- Records:
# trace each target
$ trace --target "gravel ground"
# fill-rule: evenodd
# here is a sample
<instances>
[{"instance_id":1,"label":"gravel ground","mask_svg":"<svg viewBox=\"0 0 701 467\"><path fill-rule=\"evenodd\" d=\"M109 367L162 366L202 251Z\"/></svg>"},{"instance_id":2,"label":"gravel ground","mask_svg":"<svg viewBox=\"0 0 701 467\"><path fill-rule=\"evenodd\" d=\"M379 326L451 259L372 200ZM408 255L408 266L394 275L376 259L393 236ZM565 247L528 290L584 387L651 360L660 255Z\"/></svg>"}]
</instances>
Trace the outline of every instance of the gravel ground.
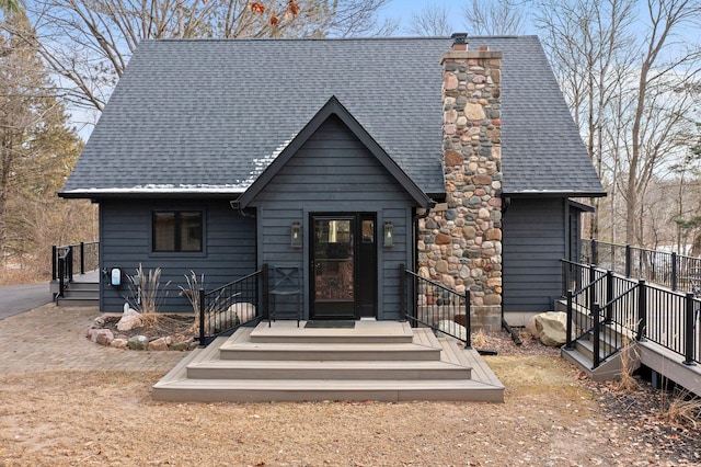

- Short problem: Return all of the material above line for line, without any changes, and leave the pictures out of your answer.

- Written solution:
# trace each target
$ trace --target "gravel ground"
# fill-rule: evenodd
# here is a sample
<instances>
[{"instance_id":1,"label":"gravel ground","mask_svg":"<svg viewBox=\"0 0 701 467\"><path fill-rule=\"evenodd\" d=\"M109 367L162 366L202 251Z\"/></svg>"},{"instance_id":2,"label":"gravel ground","mask_svg":"<svg viewBox=\"0 0 701 467\"><path fill-rule=\"evenodd\" d=\"M379 326L451 259L372 200ZM408 255L408 266L394 275L376 259L393 236ZM565 247L528 290L584 387L651 360L660 255Z\"/></svg>"}]
</instances>
Trace the outline of every instance of the gravel ground.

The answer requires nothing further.